▶ What to produce:
Update the material below by replacing every "ceiling fan blade" with "fan blade", and leave the rest unchanged.

Box-labeled dataset extracts:
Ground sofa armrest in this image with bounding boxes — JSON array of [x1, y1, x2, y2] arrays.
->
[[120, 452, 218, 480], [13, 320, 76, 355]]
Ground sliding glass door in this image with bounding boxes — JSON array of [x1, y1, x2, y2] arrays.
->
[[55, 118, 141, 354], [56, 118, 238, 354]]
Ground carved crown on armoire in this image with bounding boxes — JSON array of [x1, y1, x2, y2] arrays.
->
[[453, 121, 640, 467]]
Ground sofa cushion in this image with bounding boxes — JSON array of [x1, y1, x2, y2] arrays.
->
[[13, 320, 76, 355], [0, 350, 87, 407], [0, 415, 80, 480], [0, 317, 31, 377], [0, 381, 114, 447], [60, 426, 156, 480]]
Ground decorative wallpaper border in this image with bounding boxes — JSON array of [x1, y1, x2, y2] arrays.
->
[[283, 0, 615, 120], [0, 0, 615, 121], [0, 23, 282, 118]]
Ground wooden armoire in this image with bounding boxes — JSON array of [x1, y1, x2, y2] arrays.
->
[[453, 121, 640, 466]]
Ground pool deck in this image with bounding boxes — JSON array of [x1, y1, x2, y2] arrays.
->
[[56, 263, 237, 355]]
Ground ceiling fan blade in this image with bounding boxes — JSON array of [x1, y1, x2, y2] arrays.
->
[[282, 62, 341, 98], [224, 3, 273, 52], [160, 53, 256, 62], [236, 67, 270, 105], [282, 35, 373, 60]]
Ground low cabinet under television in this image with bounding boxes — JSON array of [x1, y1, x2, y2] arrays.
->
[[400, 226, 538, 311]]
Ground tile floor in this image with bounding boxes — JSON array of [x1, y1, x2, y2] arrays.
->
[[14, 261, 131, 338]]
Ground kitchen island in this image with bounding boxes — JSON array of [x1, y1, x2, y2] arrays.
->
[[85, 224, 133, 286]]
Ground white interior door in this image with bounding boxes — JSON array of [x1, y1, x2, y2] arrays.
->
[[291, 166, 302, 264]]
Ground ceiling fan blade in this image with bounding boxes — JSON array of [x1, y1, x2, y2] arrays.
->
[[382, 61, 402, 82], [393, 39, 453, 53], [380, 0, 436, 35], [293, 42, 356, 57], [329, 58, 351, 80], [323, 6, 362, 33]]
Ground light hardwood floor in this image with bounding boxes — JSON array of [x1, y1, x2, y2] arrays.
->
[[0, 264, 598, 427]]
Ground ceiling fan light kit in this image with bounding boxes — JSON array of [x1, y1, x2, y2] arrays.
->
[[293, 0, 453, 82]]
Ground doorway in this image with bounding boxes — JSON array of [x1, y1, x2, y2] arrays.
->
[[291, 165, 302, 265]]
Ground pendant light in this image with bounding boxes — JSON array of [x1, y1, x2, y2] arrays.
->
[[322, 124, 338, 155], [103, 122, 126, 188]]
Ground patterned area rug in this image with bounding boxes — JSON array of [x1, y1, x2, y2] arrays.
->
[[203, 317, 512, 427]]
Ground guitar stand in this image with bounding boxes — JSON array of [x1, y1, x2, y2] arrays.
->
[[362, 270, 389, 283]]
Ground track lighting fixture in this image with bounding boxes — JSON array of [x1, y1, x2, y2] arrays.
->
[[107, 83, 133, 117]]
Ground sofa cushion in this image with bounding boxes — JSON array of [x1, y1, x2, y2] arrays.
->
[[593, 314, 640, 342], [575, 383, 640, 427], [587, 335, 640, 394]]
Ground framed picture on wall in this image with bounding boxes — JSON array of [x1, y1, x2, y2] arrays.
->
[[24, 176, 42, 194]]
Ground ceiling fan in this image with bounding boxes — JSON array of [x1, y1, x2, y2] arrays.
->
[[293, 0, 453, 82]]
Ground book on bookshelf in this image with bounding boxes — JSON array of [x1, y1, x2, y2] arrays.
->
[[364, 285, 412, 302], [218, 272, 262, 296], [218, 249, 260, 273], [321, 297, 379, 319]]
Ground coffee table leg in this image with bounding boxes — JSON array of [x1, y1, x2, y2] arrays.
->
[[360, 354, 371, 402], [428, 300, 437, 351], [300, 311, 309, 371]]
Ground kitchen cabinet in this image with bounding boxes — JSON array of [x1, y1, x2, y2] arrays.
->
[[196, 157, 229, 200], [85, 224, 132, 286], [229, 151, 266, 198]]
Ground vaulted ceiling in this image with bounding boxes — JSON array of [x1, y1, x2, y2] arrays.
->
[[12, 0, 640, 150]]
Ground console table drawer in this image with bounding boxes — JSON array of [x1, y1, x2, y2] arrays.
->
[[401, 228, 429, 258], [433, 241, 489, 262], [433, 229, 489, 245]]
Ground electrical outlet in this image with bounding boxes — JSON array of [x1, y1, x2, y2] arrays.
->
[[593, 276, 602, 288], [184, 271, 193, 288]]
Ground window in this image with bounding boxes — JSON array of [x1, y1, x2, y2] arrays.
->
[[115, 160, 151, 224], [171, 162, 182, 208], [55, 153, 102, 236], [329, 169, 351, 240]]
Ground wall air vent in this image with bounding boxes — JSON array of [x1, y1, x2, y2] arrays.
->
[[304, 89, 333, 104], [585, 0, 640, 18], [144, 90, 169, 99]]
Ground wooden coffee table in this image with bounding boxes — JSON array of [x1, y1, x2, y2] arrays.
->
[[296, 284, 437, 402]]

▶ The result:
Ground sofa armrest in this image with bounding boxes — JSON array of [x1, y1, x2, y2] arrays.
->
[[120, 452, 218, 480], [13, 320, 76, 355]]
Ground sliding glass door in this image with bounding boxes — JSON array of [x1, y1, x2, y2] arrays.
->
[[55, 118, 141, 354], [56, 118, 238, 354]]
Ground carved crown on armoire in this image with bounding boxes — JSON array of [x1, y1, x2, y2] arrays.
->
[[453, 121, 640, 467]]
Ground sofa cushion in this image with bounding boxes — JSON array of [x1, y1, x2, y2] arrays.
->
[[13, 320, 76, 355], [0, 350, 87, 407], [0, 415, 80, 480], [0, 317, 31, 377], [0, 381, 114, 447], [60, 426, 156, 480]]
Ground decorative wallpaper border in this image with bounding boxes — JSON array of [x1, y1, x2, y2] arrays.
->
[[283, 0, 615, 120], [0, 0, 615, 121], [0, 23, 282, 118]]
Ground wooden armoire in this image with bounding boxes — JSON array of [x1, y1, x2, y2] arrays.
->
[[453, 121, 640, 466]]
Ground pool deck in this image with bounding boxes — JSON array of [x1, y1, x2, y2] arrays.
->
[[56, 263, 237, 355]]
Ground fan blade in this image with bounding boxes — JSON array of [x1, y1, x2, y2] arrays.
->
[[282, 62, 341, 98], [224, 3, 273, 52], [160, 53, 256, 62], [236, 67, 270, 105], [282, 35, 373, 60]]
Ground low cabinet under television in this image with bounding boxes — JSON array of [x1, y1, x2, y2] arrays.
->
[[400, 226, 538, 311]]
Ground tile floor in this image with bounding boxes — JSON array of [x1, y1, x2, y2] arrays.
->
[[14, 261, 131, 338]]
Ground kitchen island in this image with bounding boxes — JSON array of [x1, y1, x2, y2] arrays.
->
[[85, 224, 133, 286]]
Ground white interior door in this image with bounding boxes — JSON array of [x1, y1, x2, y2] arrays.
->
[[291, 166, 302, 264]]
Ground fan blade in this image with bounding boxes — JSON array of [x1, y1, x2, y2] arrays.
->
[[382, 61, 402, 82], [393, 39, 453, 53], [380, 0, 436, 35], [293, 42, 356, 57], [329, 58, 351, 80], [323, 6, 362, 33]]
Ground light hardwood floor in this image with bounding boxes — JSON array of [x1, y1, x2, y2] arrays.
->
[[0, 264, 598, 427]]
Ground ceiling fan light kit in this image with bounding boxes — JSON array of [x1, y1, x2, y2] arrays.
->
[[293, 0, 453, 82]]
Ground doorway in this image with bounding boxes — JSON array of [x1, y1, x2, y2] arrays.
->
[[291, 165, 302, 265]]
Ground pendant light in this image with bounding boxes — JSON array of [x1, y1, x2, y2] arrays.
->
[[322, 124, 338, 155], [103, 122, 126, 188]]
Ground patterned area rug in this image with bounding boxes — JSON array of [x1, y1, x2, y2] arrays.
->
[[203, 317, 512, 427]]
Ground guitar stand in this image with bounding boxes — JSON array of [x1, y1, x2, y2] arrays.
->
[[362, 270, 389, 283]]
Ground track lighting fixture in this image with bounding boxes — JSON array of [x1, y1, x2, y2] arrays.
->
[[107, 83, 133, 117]]
Ground sofa cushion in this image with bounding boxes — JSON array of [x1, y1, x2, y2] arrays.
->
[[593, 314, 640, 342], [575, 383, 640, 427], [587, 335, 640, 394]]
Ground framed picture on wall in this image with bounding boxes — JSON array of [x1, y1, x2, y2] arrays.
->
[[24, 176, 42, 194]]
Ground ceiling fan in this image with bounding boxes — JSON array of [x1, y1, x2, y2] arrays.
->
[[293, 0, 453, 82]]
Ground book on bookshelf in this image with bounding boxes — JSON array of [x1, y1, x2, y2] arrays.
->
[[364, 285, 412, 302], [218, 272, 262, 296], [218, 249, 260, 273], [321, 297, 379, 319]]
Ground coffee table leg in this image with bounding boxes — JSON array of [x1, y1, x2, y2] arrays.
->
[[360, 354, 371, 402], [428, 300, 437, 351], [300, 311, 309, 371]]
Ground kitchen cabinet in this image with bounding boxes — JSON array of [x1, y1, x2, y2] arrays.
->
[[196, 157, 229, 200], [85, 224, 132, 286], [229, 151, 266, 198]]
Ground vaulted ceiling in this image with bounding boxes — JSON array of [x1, y1, x2, y2] arrays.
->
[[12, 0, 640, 150]]
Ground console table drawer in this image with bounding boxes — JSON array of [x1, y1, x2, y2] arrays.
->
[[401, 228, 429, 258], [433, 241, 489, 262], [433, 229, 489, 245]]
Ground electrical outlet in this image with bounding boxes — JSON array of [x1, y1, x2, y2] arrays.
->
[[593, 276, 602, 288], [184, 271, 193, 288]]
Ground window in this image with bounding boxes — JSON array of [x1, y1, x2, y2] arrays.
->
[[115, 160, 151, 224], [171, 162, 182, 208], [55, 153, 102, 236], [329, 169, 351, 240]]
Ground wall air vent in this image with bounding boxes — JSON array of [x1, y1, x2, y2] arrays.
->
[[304, 89, 333, 104], [585, 0, 640, 18], [144, 90, 169, 99]]
Ground wooden coffee table in this image with bounding boxes — JSON array of [x1, y1, x2, y2] arrays.
->
[[296, 284, 437, 402]]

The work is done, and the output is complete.